Task details: Reproduce every line of the data below word for word, keeping the original order.

######

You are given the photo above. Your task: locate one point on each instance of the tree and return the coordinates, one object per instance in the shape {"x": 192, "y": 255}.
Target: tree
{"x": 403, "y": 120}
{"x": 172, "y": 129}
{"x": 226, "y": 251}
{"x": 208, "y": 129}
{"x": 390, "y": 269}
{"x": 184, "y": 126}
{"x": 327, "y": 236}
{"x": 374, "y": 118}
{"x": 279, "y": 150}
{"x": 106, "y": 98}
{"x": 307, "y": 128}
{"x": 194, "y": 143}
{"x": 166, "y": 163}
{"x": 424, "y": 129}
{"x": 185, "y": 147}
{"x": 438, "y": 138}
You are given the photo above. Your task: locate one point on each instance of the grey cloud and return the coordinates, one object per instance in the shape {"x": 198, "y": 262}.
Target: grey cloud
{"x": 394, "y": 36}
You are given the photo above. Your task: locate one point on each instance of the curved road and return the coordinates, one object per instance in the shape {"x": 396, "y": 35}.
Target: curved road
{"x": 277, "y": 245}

######

Answer below:
You are given the photo above. Your task: locate one point on each instance of the tree and return the coordinates, one object per instance in the shape {"x": 192, "y": 255}.
Target: tree
{"x": 403, "y": 120}
{"x": 172, "y": 129}
{"x": 226, "y": 251}
{"x": 208, "y": 129}
{"x": 390, "y": 269}
{"x": 184, "y": 126}
{"x": 327, "y": 236}
{"x": 374, "y": 118}
{"x": 279, "y": 150}
{"x": 106, "y": 98}
{"x": 307, "y": 128}
{"x": 194, "y": 143}
{"x": 166, "y": 163}
{"x": 424, "y": 129}
{"x": 185, "y": 147}
{"x": 438, "y": 138}
You are given the photo above. Your task: locate one point on each instance of the grey cloud and return the coordinates, one object per instance in the shape {"x": 198, "y": 262}.
Target: grey cloud
{"x": 394, "y": 36}
You are given the photo above. Your task: locate one point on each instance of the curved road and return the coordinates, one object per instance in the shape {"x": 396, "y": 35}.
Target: curved road
{"x": 277, "y": 245}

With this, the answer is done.